# YOUR INSTRUCTIONS
Extract from the entries below, exactly as given, only the lines from the line containing "each like (91,78)." to the line containing "each like (399,80).", both lines included.

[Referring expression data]
########################################

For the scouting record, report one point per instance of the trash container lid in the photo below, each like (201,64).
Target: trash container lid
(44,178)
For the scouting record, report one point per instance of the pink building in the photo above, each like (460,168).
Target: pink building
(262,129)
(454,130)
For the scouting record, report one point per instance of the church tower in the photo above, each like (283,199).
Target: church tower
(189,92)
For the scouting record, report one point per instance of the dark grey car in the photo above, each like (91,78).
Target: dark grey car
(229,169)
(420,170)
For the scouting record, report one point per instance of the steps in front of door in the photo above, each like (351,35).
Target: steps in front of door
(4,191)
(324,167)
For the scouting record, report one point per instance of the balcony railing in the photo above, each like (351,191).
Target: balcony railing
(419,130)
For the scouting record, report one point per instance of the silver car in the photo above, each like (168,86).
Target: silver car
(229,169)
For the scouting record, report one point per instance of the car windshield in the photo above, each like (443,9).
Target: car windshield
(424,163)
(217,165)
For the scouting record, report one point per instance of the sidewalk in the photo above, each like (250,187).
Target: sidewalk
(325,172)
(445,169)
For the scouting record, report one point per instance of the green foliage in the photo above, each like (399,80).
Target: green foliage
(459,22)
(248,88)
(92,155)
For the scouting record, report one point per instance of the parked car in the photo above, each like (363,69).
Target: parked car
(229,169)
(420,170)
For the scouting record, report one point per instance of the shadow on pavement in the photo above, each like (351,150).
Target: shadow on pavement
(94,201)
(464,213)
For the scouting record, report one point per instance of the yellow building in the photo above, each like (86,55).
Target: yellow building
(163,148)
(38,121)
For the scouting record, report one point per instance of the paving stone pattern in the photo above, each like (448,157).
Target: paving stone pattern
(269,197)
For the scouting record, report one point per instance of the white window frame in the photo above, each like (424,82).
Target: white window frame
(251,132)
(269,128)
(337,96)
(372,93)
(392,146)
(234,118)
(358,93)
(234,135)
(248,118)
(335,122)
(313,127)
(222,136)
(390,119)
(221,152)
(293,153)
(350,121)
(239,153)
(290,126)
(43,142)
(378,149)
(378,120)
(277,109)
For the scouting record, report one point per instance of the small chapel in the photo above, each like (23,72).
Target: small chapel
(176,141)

########################################

# ANSWER TO THE EXERCISE
For the scouting record, report one point per instance of the dark grey car in the photo above, each like (91,78).
Target: dark grey car
(229,169)
(420,170)
For the scouting record, report one point per instance of the steps in front of door in the photo above, each like (351,35).
Target: steps in front of door
(4,191)
(324,167)
For the scouting record, report one point per instance of the balcony railing in the photo above, each like (351,191).
Target: balcony railing
(419,130)
For the scouting record, report one point per instance of the silver car in the photo above, each like (168,86).
Target: silver car
(229,169)
For the scouting record, report one point per instance of the car windshield in the photo above, each like (443,9).
Target: car windshield
(424,163)
(217,165)
For the scouting record, report one point per instance of the sidewalk in the photo above, each like (250,187).
Target: sidewalk
(325,172)
(445,169)
For the scouting record, report one point per instance of the green foliage in the photo above, each like (399,80).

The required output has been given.